** Start INPUT **
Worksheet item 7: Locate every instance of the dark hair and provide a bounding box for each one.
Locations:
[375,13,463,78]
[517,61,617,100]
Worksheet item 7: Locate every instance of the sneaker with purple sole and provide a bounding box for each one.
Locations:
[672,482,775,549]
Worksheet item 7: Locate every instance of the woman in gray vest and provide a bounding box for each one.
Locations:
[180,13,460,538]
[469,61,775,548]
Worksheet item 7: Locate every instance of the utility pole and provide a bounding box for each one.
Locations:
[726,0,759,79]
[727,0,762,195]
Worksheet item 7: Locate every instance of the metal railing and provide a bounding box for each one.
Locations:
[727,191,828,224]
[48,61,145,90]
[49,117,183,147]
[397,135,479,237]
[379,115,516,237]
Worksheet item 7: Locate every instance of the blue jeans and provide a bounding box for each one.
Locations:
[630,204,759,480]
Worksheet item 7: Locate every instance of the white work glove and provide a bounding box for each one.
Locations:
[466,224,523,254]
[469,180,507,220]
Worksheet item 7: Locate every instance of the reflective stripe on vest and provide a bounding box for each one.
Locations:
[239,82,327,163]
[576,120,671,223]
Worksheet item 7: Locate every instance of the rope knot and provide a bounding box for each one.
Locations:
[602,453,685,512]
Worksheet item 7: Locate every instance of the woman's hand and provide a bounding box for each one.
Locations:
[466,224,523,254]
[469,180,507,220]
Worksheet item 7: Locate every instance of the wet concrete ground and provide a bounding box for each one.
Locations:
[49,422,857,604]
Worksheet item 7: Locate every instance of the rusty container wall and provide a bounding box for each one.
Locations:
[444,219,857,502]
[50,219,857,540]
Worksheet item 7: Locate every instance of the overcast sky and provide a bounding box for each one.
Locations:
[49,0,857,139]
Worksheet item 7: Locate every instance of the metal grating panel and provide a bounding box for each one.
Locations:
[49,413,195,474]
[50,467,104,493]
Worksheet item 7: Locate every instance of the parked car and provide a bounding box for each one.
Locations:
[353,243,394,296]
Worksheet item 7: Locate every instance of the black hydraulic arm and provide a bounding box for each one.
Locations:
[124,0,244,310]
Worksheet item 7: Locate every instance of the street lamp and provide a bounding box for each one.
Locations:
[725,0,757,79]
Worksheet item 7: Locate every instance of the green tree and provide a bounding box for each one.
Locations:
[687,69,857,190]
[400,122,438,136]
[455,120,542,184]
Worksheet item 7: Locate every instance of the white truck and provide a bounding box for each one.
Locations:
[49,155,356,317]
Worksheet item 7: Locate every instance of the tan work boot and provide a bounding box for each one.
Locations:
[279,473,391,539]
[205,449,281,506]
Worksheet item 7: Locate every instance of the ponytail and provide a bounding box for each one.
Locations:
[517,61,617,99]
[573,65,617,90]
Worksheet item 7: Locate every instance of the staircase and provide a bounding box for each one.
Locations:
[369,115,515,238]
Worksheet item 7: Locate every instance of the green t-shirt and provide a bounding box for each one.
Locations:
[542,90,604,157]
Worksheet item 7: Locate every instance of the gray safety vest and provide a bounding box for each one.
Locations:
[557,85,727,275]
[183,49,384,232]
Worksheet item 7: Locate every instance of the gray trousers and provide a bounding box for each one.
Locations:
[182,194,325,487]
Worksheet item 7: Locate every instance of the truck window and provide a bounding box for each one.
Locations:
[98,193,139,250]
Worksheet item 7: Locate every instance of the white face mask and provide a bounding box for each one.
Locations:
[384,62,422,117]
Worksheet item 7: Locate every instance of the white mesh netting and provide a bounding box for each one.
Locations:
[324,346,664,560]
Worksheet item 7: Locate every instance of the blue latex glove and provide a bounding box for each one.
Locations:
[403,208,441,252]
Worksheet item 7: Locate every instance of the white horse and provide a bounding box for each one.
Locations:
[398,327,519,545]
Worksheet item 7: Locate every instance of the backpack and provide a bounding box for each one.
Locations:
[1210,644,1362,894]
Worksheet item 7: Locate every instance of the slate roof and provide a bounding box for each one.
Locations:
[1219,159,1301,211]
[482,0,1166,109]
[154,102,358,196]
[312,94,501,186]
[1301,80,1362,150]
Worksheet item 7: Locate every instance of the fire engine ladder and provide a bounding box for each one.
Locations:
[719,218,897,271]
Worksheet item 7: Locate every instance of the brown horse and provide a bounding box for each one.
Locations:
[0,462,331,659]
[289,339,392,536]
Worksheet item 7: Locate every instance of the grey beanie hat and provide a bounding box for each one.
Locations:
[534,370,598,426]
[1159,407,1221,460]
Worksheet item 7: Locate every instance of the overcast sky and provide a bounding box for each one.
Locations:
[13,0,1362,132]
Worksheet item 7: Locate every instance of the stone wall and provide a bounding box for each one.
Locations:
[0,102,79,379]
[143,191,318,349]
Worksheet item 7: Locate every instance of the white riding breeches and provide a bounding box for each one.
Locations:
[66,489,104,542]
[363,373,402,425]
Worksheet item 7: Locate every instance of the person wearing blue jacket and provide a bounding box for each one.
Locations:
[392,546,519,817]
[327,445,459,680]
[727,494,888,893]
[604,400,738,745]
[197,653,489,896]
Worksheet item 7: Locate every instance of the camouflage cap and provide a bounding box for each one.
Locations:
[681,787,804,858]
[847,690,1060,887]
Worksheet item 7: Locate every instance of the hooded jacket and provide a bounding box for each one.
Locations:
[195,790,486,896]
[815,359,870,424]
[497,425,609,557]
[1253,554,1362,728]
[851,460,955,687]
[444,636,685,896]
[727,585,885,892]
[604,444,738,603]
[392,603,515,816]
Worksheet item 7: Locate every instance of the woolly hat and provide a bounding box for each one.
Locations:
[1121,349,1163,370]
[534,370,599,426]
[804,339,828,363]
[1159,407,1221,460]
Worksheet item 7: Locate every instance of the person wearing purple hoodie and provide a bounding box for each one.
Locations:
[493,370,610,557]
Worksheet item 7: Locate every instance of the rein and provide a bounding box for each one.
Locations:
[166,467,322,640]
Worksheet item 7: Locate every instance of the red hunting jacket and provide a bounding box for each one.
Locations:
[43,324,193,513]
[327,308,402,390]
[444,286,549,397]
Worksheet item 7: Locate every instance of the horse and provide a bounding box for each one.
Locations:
** End INPUT **
## GIVEN PROBLEM
Scale the entries from the line with "Worksheet item 7: Locate every instance of the rein" up to and including the final line, reproducing every line in order with the requests unchanged. Multiply each bounding-box coordinate in the answers by 0.65 and round it to a whole number, with halves rounded up.

## TASK RESULT
Worksheet item 7: Locate every instance of the rein and provide a bounding box for each one.
Locations:
[108,304,209,416]
Worksheet item 7: Locate every instance of the red hunting jacket and provide a bounding box for each one.
Locations:
[28,211,125,333]
[213,200,261,254]
[289,186,357,258]
Worksheet item 7: Locate every instance of the horse and provide a bounding box for each one.
Locations:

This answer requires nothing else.